> **Exercise instructions**:
a) Answer these questions about the pain policy discussion:
(i) What earlier initiative did PPSG and the Alliance of State Pain Initiatives both grow out of?
(ii) Which drug does the CDC report associate most with the opioid related deaths?
(iii) How many rheumatoid arthritis patients were in the ARAMIS database?
b) Please write what follows the last sentence of the pain policy discussion, continuing it from there.


    PPSG is reporting the data and we look for and plan to correct the deficiencies that may exist in preventing access for medical appropriate use. We bundle these together as policy, education and drug availability. Again it is up to others to establish what is medically appropriate use. I think there is often confusion with PPSG and the Alliance of State Pain Initiatives. While both grew out of the Wisconsin Cancer Pain Initiative of the 80s, since its formation PPSG has not been in the business of recommending therapies. Yes, our publications will make reference to other published papers, but there has been enough work to correct the deficiencies in the US that prevent many cancer patients from getting appropriate pain relief. A recent study of Wisconsin Cancer Patients near the end of life showed many still receiving inadequate pain relief.

    Interestingly, the Competent Authority for the USA (the Deputy Assistant Administrator, Office of DIversion Control, Drug Enforcement Authority) requests permission from the INCB for a quantity of opioids and reports on that “consumed” each year. Yes the DEA!! So, it is certainly interesting and appropriate to ask the questions you are asking?

    In fact when we first used the Gapminder feature, I was exchanging emails with colleagues at WHO about the US situation and asking the question “Is it excessive?” Much of the overall rise in total opioid consumption is for Methadone (1 mg methadone = 8 mg morphine). Methadone is the drug most associated with these “opioid related deaths’ in the current epidemic according to the CDC report. So similar to last weeks blog on “Opium, sinner or saint?” it is not necessarily the drug, it is often the way it is used or prescribed. Just like NSAIDs with 16,000 deaths a year. Not necessarily a bad drug but often not used well.

    So let me ask the question of you and other readers.

    What would be an appropriate level in mg/person? For the USA? For Vietnam and Serbia? For the world?


    Posted by Pain policy & palliative care | October 19, 2011, 11:16 AM
  3. Jim,

    I have a few comments and questions for you but the first thing I need to respond to is your statement that NSAIDs are causing “16,000 deaths a year.”

    According to the CDC, there were only 3,320 deaths in the US in 2007 caused by all types of ulcer and gastritis, let alone those due to NSAIDs. The source for this 16,000 deaths figure is a 1999 NEJM article. It was an extrapolation from a small number of actual deaths identified in a database (ARAMIS) of 4,258 rheumatoid arthritis patients.

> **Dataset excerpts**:
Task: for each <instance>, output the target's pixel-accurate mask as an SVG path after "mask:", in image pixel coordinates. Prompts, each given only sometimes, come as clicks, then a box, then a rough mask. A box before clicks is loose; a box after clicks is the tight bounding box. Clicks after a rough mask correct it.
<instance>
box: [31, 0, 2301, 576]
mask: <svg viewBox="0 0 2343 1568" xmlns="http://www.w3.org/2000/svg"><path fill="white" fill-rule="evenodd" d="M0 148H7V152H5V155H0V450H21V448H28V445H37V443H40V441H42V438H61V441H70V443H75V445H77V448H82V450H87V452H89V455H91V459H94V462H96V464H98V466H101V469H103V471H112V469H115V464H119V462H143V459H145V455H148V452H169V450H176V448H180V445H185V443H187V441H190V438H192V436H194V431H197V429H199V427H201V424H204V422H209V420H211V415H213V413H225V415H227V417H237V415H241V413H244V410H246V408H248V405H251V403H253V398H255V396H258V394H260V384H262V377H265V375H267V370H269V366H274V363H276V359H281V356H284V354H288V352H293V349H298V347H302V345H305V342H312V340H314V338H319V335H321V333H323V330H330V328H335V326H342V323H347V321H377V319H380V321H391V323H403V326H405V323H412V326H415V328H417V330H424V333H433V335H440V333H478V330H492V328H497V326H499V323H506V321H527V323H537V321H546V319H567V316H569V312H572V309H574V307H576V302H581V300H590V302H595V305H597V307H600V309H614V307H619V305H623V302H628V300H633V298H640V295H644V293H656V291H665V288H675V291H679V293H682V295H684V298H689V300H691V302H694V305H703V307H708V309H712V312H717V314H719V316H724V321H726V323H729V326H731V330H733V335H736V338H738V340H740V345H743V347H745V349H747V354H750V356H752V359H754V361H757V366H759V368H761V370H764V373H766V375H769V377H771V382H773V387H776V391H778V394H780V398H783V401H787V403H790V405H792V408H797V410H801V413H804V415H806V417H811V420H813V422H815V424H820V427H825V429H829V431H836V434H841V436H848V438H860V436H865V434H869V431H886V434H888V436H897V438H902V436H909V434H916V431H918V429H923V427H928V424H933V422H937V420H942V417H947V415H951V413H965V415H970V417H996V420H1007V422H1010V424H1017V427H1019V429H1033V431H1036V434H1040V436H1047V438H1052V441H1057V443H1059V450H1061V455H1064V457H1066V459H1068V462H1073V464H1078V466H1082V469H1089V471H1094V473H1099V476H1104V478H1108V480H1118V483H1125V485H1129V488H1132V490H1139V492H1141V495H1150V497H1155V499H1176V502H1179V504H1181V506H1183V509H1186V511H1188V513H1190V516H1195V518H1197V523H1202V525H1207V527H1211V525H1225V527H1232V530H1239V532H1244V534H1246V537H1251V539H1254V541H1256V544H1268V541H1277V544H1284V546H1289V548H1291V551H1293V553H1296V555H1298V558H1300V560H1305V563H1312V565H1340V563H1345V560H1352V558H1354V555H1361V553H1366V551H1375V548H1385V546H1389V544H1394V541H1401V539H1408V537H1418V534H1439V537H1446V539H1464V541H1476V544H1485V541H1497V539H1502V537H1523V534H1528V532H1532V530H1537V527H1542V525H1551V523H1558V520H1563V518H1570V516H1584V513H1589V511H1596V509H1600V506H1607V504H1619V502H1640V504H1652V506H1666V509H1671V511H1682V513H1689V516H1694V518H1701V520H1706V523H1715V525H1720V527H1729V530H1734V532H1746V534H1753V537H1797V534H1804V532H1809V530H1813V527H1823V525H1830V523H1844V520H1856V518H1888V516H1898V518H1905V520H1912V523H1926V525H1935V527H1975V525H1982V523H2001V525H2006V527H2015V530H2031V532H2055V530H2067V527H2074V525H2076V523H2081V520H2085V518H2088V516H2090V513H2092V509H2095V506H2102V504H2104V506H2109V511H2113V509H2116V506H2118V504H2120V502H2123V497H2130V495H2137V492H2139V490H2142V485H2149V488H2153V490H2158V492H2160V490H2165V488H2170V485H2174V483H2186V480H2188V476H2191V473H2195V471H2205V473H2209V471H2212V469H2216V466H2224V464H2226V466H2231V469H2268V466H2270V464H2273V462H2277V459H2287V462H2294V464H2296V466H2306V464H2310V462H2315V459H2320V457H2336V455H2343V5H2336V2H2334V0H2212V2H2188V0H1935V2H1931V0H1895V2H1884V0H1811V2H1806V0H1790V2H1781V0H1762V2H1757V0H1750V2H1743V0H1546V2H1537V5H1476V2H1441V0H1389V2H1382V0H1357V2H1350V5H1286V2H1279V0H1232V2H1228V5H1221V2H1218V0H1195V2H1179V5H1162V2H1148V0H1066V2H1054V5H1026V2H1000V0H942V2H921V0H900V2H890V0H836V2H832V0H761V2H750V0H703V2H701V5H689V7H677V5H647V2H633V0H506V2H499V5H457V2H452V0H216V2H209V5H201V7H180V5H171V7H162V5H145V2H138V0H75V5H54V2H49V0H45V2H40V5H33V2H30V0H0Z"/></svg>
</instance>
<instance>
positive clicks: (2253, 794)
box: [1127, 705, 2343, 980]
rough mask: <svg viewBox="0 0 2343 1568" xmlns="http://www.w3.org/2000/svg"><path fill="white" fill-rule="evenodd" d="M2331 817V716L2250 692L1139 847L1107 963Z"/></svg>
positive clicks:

> **Outputs in order**:
a)
(i) The Wisconsin Cancer Pain Initiative of the 80s
(ii) Methadone
(iii) 4,258

b)
    I don’t blame you for thinking that this is true, since this figure is widely repeated… especially at physician education events that are sponsored by drug companies that make opioids. Exaggerating the risks of a competing class of medication is one of the tricks of the trade when it comes to drug marketing. Unfortunately, this is exactly the sort of misinformation that leads to over-prescribing of opioids….reminds me of the way the Porter & Jick letter to NEJM was used to minimize the risk of addiction.

    Another correction that I’d like to point out was your statement that methadone accounted for more drug deaths than other opioids. It’s true that methadone deaths are disproportionately high but there are more deaths from oxycodone.

    My question for you is whether or not you believe that the U.S. has “balanced access” right now? As you know, I strongly believe that we are as unbalanced (in the opposite direction) as developing nations with overly restrictive opioid regs. Do you agree that there can be such a thing as prescription opioids being too easily accessible? Do you believe it’s appropriate for hydrocodone (Vicodin, Norco) prescriptions to be available with five refills?

    With regard to the PPSG, please correct me if I’m wrong but your advocacy with FDA, DEA and state medical boards for liberal access to opioids hasn’t been limited to palliative care. Would you agree that this advocacy has had a greater effect on enhancing access to opioids for treatment of chronic non-cancer pain than it’s had on use of opioids for palliative care?